#### 页面:
TPC-H 测试

最近更新时间:2025-09-04 20:42:52

我的收藏

测试概述

提供 TDStore 列存引擎的 TPC-H 测试报告,作为 TDStore 引擎不同版本的性能对比基准。
说明:
TDStore 列存引擎功能在当前版本为实验特性,仅面向受邀用户开放。若您有需要可通过客户经理与我们联系并申请。
TPC-H 是由国际组织 TPC(事务处理效能委员会)制定的决策支持系统基准测试,其前身为1994年发布的 TPC-D 标准。该测试通过模拟真实商业场景(如多表关联分析、大数据量聚合),构建基于第三范式(3NF)的8表数据仓库模型,旨在评估系统处理复杂查询的综合能力。凭借对混合负载​(查询与数据更新)和 ACID 事务的严苛要求,TPC-H 成为学术界与工业界公认的权威评测工具,广泛应用于金融(信贷风险评估、反欺诈分析)、通信(用户行为挖掘)、政务(税收合规审计)等核心领域,推动商业智能技术向高可靠、高性能方向迭代。
TPC-H 的核心评价体系以 QphH@size 为核心指标,量化系统在特定数据规模(size)下每小时完成的复杂查询吞吐量(QphH),其通过测量查询响应时间、并发执行效率等参数,全面反映数据库的优化器性能与资源调度能力。相较于传统测试,TPC-H 基于真实生产环境建模,可精准评估大规模数据下的线性扩展能力与长事务稳定性,迫使厂商突破并行计算、索引优化等技术瓶颈。

整体测试流程

1. 准备测试环境。
2. 连接对等节点进行 参数配置
4.1 连接对等节点,构建测试数据库、表。
4.2 生成并导入测试数据。
4.3 对等节点执行ANALYZE TABLE
4.4 列存节点执行 Compaction。
5. 连接列存节点,执行测试
注意:
目前 TDStore 的设计中,执行 OLAP 复杂查询需要通过单独的列存访问地址,与执行 OLTP 查询的对等节点访问地址不同,使用时请注意此处。
OLTP 类访问地址:对等节点 VIP 地址及端口号可登录控制台,通过实例详情页面,在基本信息区域,内网地址字段获取对等节点 VIP,内网端口字段获取对等节点 Port。
OLAP 类访问地址:列存节点 VIP 地址及端口号可登录控制台,通过实例详情页面,在实例架构图区域,Columnar Node 中查看对应的 VIP Port 信息。

测试环境

硬件环境

节点类型
节点规格
节点个数
对等节点
16Core CPU/32GB Memory/增强型 SSD 云硬盘 300GB
3
列存节点
32Core CPU/128GB Memory/增强型 SSD 云硬盘 300GB
1
管理节点
4Core CPU/8GB Memory
3

软件版本

组件
软件版本
TDStore
v21.0.0
TPC-H
v3.0.1

参数配置

1. 连接数据库。
mysql -h ${对等节点host_ip} -P ${对等节点port} -u ${username} -p ${password}
说明:
${对等节点host_ip} ${对等节点port}分别表示对等节点 VIP 地址及端口号,可登录控制台,通过实例详情页面,在基本信息区域,内网地址字段获取对等节点 VIP,内网端口字段获取对等节点 Port。

2. 执行以下命令,进行环境调优。

#### 给定材料:

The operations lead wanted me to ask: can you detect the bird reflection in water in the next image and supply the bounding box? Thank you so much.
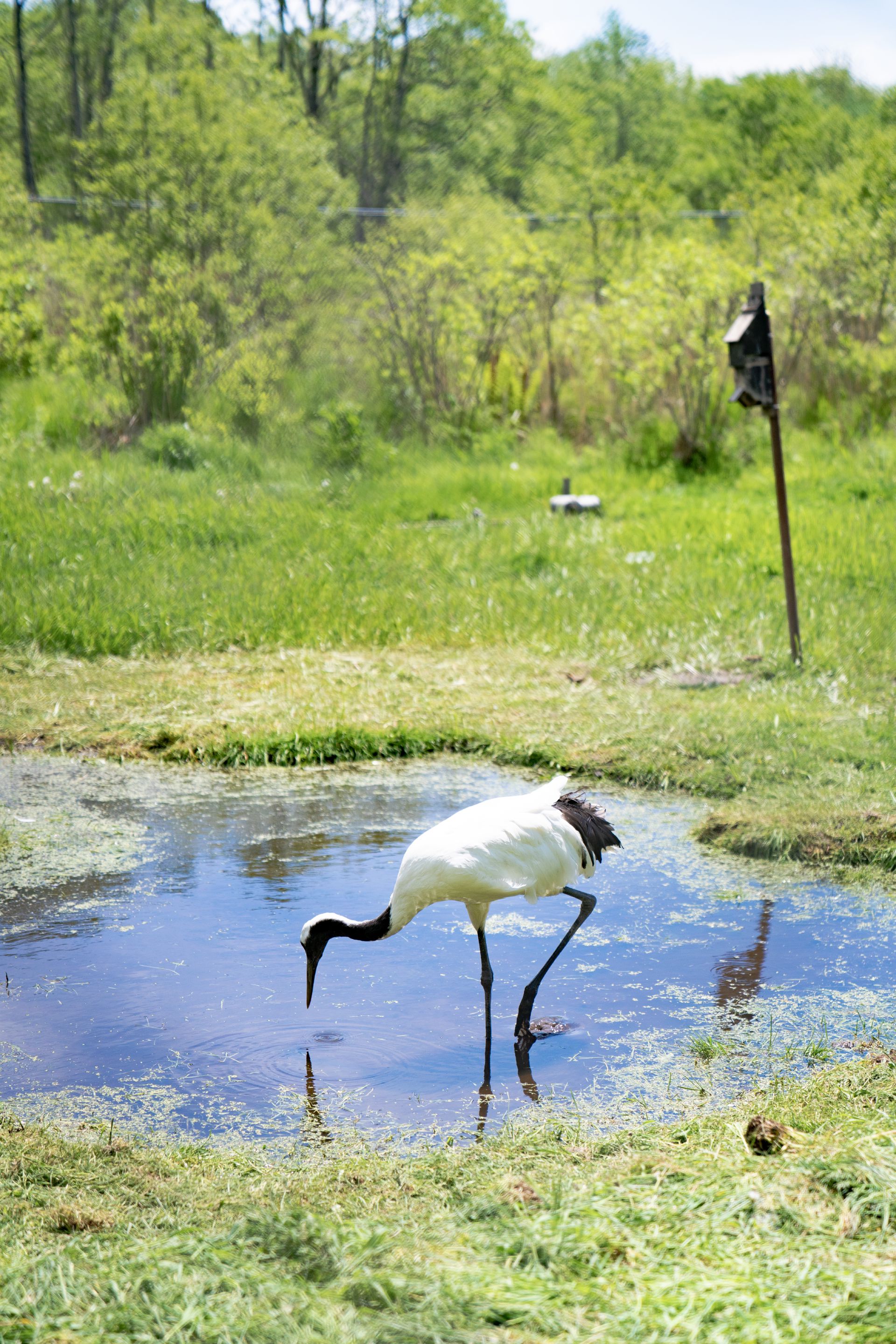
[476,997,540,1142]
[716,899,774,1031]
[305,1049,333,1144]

#### 操作要求:
• 1. 从 TPC-H 测试页面中摘录一段文字：以含有“4.2 生成并导入测试数据。”的词句开头，至“VIP Port 信息。”为止。
• 2. 根据 TPC-H 测试页面，TPC-H 的前身是什么标准？
• 3. 请从 TPC-H 测试页面的结尾处往下续写。

#### 各题答案:
• 1.
4.2 生成并导入测试数据。
4.3 对等节点执行ANALYZE TABLE
4.4 列存节点执行 Compaction。
5. 连接列存节点,执行测试
注意:
目前 TDStore 的设计中,执行 OLAP 复杂查询需要通过单独的列存访问地址,与执行 OLTP 查询的对等节点访问地址不同,使用时请注意此处。
OLTP 类访问地址:对等节点 VIP 地址及端口号可登录控制台,通过实例详情页面,在基本信息区域,内网地址字段获取对等节点 VIP,内网端口字段获取对等节点 Port。
OLAP 类访问地址:列存节点 VIP 地址及端口号可登录控制台,通过实例详情页面,在实例架构图区域,Columnar Node 中查看对应的 VIP Port 信息。

• 2. 1994年发布的 TPC-D 标准。

• 3.
# 在对等节点上执行
SET GLOBAL innodb_buffer_pool_size=2684354560;
SET GLOBAL innodb_adaptive_hash_index=0;
SET GLOBAL optimizer_switch='engine_condition_pushdown=off,batched_key_access=off,mrr=off';
SET GLOBAL max_heap_table_size=10737418240;
SET GLOBAL tmp_table_size=10737418240;
SET GLOBAL parallel_plan_cost_threshold=0;
SET GLOBAL parallel_scan_records_threshold=0;
SET GLOBAL parallel_scan_ranges_threshold=0;
SET GLOBAL histogram_generation_max_mem_size=200000000000;

# 给用户赋权用于导入数据
GRANT FILE,SUPER ON *.* TO 'user_name'@'%';FLUSH PRIVILEGES;

测试计划

准备压测工具

1. 下载压测工具 TPC-H。
2. 下载完成后解压文件,进入 TPC-H 解压后的目录。
unzip tpch-3.0.1.zip
cd TPC-H\\ V3.0.1/
3. 复制 makefile.suite
cd dbgen
cp makefile.suite Makefile
4. 修改 Makefile 文件中的 CCDATABASEMACHINEWORKLOAD 等参数定义。
vim Makefile
修改 CCDATABASEMACHINEWORKLOAD 等参数定义。
################
## CHANGE NAME OF ANSI COMPILER HERE
################
CC= gcc
# Current values for DATABASE are: INFORMIX, DB2, ORACLE,
# SQLSERVER, SYBASE, TDAT (Teradata)
# Current values for MACHINE are: ATT, DOS, HP, IBM, ICL, MVS,
# SGI, SUN, U2200, VMS, LINUX, WIN32
# Current values for WORKLOAD are: TPCH
DATABASE= MYSQL
MACHINE = LINUX
WORKLOAD = TPCH
5. 修改 tpcd.h 文件。
vim tpcd.h
在文件末尾添加新的宏定义。
#ifdef MYSQL
#define GEN_QUERY_PLAN ""
#define START_TRAN "START TRANSACTION"
#define END_TRAN "COMMIT"
#define SET_OUTPUT ""
#define SET_ROWCOUNT "limit %d;\\n"
#define SET_DBASE "use %s;\\n"
#endif
6. 编译文件。
make
7. 执行./dbgen --version,确认压测工具已安装成功。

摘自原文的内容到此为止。